_PROBLEM DETAILS_.
Copy out, word for word, the entire excerpt below about drug smuggling and biker gangs in the Pacific.

_EXCERPT_.
------------------------------------------------
Oh, and before New Zealanders start getting cocky and thinking they're the entire victims in all of this, just getting taken over by all these big bad bikers from Australia, New Zealand has deported its own 501s under similarly vague conditions in the past few years and that these guys have bloodied their own biker gang chapters in, say, Fiji and the Cook Islands and elsewhere. Quote, the outlaw motorcycle gangs are one of the key links between syndicates and cartels and the Australian and New Zealand drug markets.
The Pacific is caught right in the middle, says a security official on a recent Lowy Institute paper. Places like Auckland and Suva now have established networks of Sinaloans and Haliskans marshalling huge shipments of meth and cocaine. And Pacific Island nations now have chronic addiction problems of their own, where literally nothing of the sort existed just a few years ago, like absolutely zero.
Major police operations have snagged consignments of drugs hidden in heavy machinery and avocado pulp in New Zealand. I mean, guys, if you're going to go subtle, don't do avocados. And customs, as I mentioned, they are really struggling to get a handle on this.
In some cases, Asian and Mexican groups have even paired up to form mega cartels in the Pacific, which is definitely something they've done with fentanyl going into the United States. And I guess the precursors for meth are mostly coming from China to Mexico too on boats. And again, there's tons of geopolitics here, but let's just say China and Australia are not the best of friends right now. If you don't know it, Australia is the main country backing up the US in their trade war against Beijing.
------------------------------------------------
_RAW DATA_.
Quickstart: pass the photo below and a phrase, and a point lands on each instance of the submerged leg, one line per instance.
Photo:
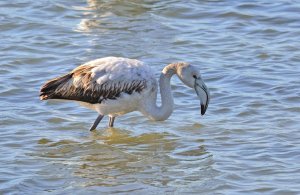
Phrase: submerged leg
------------------------------------------------
_THE OUTPUT_.
Oh, and before New Zealanders start getting cocky and thinking they're the entire victims in all of this, just getting taken over by all these big bad bikers from Australia, New Zealand has deported its own 501s under similarly vague conditions in the past few years and that these guys have bloodied their own biker gang chapters in, say, Fiji and the Cook Islands and elsewhere. Quote, the outlaw motorcycle gangs are one of the key links between syndicates and cartels and the Australian and New Zealand drug markets.
The Pacific is caught right in the middle, says a security official on a recent Lowy Institute paper. Places like Auckland and Suva now have established networks of Sinaloans and Haliskans marshalling huge shipments of meth and cocaine. And Pacific Island nations now have chronic addiction problems of their own, where literally nothing of the sort existed just a few years ago, like absolutely zero.
Major police operations have snagged consignments of drugs hidden in heavy machinery and avocado pulp in New Zealand. I mean, guys, if you're going to go subtle, don't do avocados. And customs, as I mentioned, they are really struggling to get a handle on this.
In some cases, Asian and Mexican groups have even paired up to form mega cartels in the Pacific, which is definitely something they've done with fentanyl going into the United States. And I guess the precursors for meth are mostly coming from China to Mexico too on boats. And again, there's tons of geopolitics here, but let's just say China and Australia are not the best of friends right now. If you don't know it, Australia is the main country backing up the US in their trade war against Beijing.